[START OF Stored rows]

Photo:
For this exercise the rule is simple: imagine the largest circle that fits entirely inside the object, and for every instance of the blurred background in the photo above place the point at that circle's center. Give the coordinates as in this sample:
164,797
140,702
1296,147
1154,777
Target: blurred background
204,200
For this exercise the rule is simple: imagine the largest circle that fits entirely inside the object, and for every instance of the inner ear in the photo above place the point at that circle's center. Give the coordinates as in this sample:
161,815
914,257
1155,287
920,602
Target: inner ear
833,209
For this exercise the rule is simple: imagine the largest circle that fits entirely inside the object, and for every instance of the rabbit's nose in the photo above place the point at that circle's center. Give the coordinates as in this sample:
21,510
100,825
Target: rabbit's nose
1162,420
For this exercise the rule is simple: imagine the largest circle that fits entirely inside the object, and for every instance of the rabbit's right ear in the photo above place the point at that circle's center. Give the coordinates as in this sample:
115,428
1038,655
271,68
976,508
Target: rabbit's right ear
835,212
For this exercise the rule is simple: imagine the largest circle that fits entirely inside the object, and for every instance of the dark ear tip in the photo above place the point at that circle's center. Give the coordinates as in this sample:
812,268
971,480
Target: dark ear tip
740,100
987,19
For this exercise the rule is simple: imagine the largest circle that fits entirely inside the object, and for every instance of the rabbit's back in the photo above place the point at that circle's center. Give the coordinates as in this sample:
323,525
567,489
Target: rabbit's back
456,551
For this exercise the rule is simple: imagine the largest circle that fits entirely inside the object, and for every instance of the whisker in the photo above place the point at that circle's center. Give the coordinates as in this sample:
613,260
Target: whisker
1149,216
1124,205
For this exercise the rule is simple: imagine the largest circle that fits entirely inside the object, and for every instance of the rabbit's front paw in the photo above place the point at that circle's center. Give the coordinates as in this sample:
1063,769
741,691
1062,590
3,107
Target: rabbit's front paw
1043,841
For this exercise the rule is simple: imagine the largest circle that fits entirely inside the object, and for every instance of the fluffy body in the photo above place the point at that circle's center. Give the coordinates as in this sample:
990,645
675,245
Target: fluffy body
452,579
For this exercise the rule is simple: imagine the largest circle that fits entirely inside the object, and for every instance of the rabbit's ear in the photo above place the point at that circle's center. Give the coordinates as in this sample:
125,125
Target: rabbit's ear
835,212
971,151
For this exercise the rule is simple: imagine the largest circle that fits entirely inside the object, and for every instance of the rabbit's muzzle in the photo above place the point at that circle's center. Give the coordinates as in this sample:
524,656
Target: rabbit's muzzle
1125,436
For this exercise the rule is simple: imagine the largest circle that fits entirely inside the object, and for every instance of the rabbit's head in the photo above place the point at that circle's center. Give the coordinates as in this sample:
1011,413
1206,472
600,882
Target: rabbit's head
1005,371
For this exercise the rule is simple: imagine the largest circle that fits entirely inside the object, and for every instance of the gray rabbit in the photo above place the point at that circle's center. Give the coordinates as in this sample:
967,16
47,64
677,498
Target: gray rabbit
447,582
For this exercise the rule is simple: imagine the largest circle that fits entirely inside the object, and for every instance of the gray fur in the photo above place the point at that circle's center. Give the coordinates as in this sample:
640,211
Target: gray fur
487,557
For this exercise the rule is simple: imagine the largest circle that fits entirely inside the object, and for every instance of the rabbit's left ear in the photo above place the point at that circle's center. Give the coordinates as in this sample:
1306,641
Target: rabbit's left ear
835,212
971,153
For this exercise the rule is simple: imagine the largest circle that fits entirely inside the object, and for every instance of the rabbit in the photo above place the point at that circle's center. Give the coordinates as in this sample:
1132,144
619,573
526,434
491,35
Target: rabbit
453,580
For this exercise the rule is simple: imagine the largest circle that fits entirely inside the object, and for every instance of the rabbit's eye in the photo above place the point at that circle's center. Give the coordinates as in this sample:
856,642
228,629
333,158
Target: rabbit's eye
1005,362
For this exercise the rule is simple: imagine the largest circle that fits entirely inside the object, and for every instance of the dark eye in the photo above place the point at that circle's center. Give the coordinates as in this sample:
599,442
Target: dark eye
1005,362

[END OF Stored rows]

*Exercise:*
Edit the data above by changing each occurrence of "largest circle" to "biggest circle" and leaving everything else as it is.

*Response:*
Photo:
For this exercise the rule is simple: imagine the biggest circle that fits entirely inside the object, and for every instance of the blurred background in the photo above place the point at that circle's center. Give the coordinates as in this sample:
164,797
140,702
1296,147
1154,777
Target: blurred background
204,200
For this exercise the rule is simple: imagine the biggest circle that fits entirely inside the object, and for every instance of the inner ear in the photo above place the point at that circle's center. Give the coordinates as in this sample:
161,815
914,257
1155,287
920,602
Target: inner ear
833,209
For this exercise the rule is simple: imagine the biggest circle that fits entirely inside the object, and for every instance of the rabbit's nose in the photo above place the point at that circle's center. Give the coordinates as in this sample:
21,510
100,825
Target: rabbit's nose
1162,420
For this exercise the rule is simple: imagine the biggest circle that fits entirely inside the object, and for every instance of the rabbit's right ear in the photo above place the point at that circle's center. Give the coordinates as in this sample:
115,428
1038,655
271,68
976,508
Target: rabbit's right ear
835,212
For this exercise the rule is simple: imagine the biggest circle that fits entirely inside the object, and for every instance of the dark ear tip in the photo above place the point at that circle's center. Give the coordinates as in this sample:
812,268
971,480
Target: dark ear tip
740,100
987,19
For this exercise the rule is simple: imagine the biggest circle that fits entirely inside the object, and for every instance of the rabbit's back in the photo above place the point at that circle's center. Give the coordinates as in this sample:
323,525
567,489
Target: rabbit's back
456,551
For this exercise the rule is simple: imagine the biggest circle that fits entirely inside the object, and for every instance of the whisker in the photo above place the point at that circle's center. Give the coordinates as in this sample:
613,260
Target: whisker
1149,216
1124,205
For this exercise the rule is simple: imagine the biggest circle that fits entirely inside the object, and for every instance of the rabbit's front paw in the photo above place the point at that circle's center. Give the coordinates as in this sample:
1063,769
741,691
1062,590
3,107
Target: rabbit's front paw
1043,841
For this exercise the rule is simple: imagine the biggest circle that fits entirely inside the object, and for every instance of the fluffy body in the photo above place the point at that circle's center. Give the coordinates as in this sample:
990,645
675,245
Target: fluffy body
452,579
For this exercise the rule is simple: imagine the biggest circle that fits entirely inside the object, and for every instance of the rabbit's ear in the photo above place the point at that circle's center. Give the coordinates as in this sample:
125,125
Target: rabbit's ear
835,212
971,151
For this exercise the rule is simple: imagine the biggest circle that fits entirely inside the object, and for every instance of the rabbit's muzzle in the photo above place the point at that circle's center. Give the coordinates as in this sample:
524,656
Target: rabbit's muzzle
1125,436
For this exercise the rule is simple: imagine the biggest circle that fits entirely inside the object, and for every instance of the rabbit's head in the photo above place the point at that circle's center. Give the coordinates as in this sample:
1011,413
1206,472
600,882
Target: rabbit's head
1005,371
For this exercise the rule is simple: imagine the biggest circle that fits entirely inside the object, and for every instance of the gray rabbit in the photo above place the point at that circle's center. Give the coordinates as in this sample:
967,16
47,64
677,498
Target: gray rabbit
447,582
For this exercise the rule is simple: imagine the biggest circle that fits entirely inside the object, and for every instance of the gray fur in the photo above place the point at that circle's center. Give the coordinates as in this sample:
640,211
Target: gray fur
487,557
For this exercise the rule is simple: imagine the biggest circle that fits entirely inside the object, and for every instance of the rabbit's left ear in the photo above place the point at that circle's center. Give the coordinates as in this sample:
1306,641
Target: rabbit's left ear
835,212
971,153
For this exercise the rule is simple: imagine the biggest circle that fits entirely inside the object, and for every instance of the rabbit in the photo above place the point at that circle's center. Give the coordinates as in this sample:
1132,144
619,573
526,434
491,35
Target: rabbit
453,580
For this exercise the rule is simple: imagine the biggest circle that fits entirely inside the object, and for every instance of the rabbit's eye in the photo above place the point at that circle's center. Give the coordinates as in this sample:
856,642
228,629
333,158
Target: rabbit's eye
1005,362
For this exercise the rule is simple: imagine the biggest circle that fits entirely inside the object, and for every instance of the dark eye in the photo above place the point at that circle's center. Give the coordinates as in this sample:
599,442
Target: dark eye
1005,362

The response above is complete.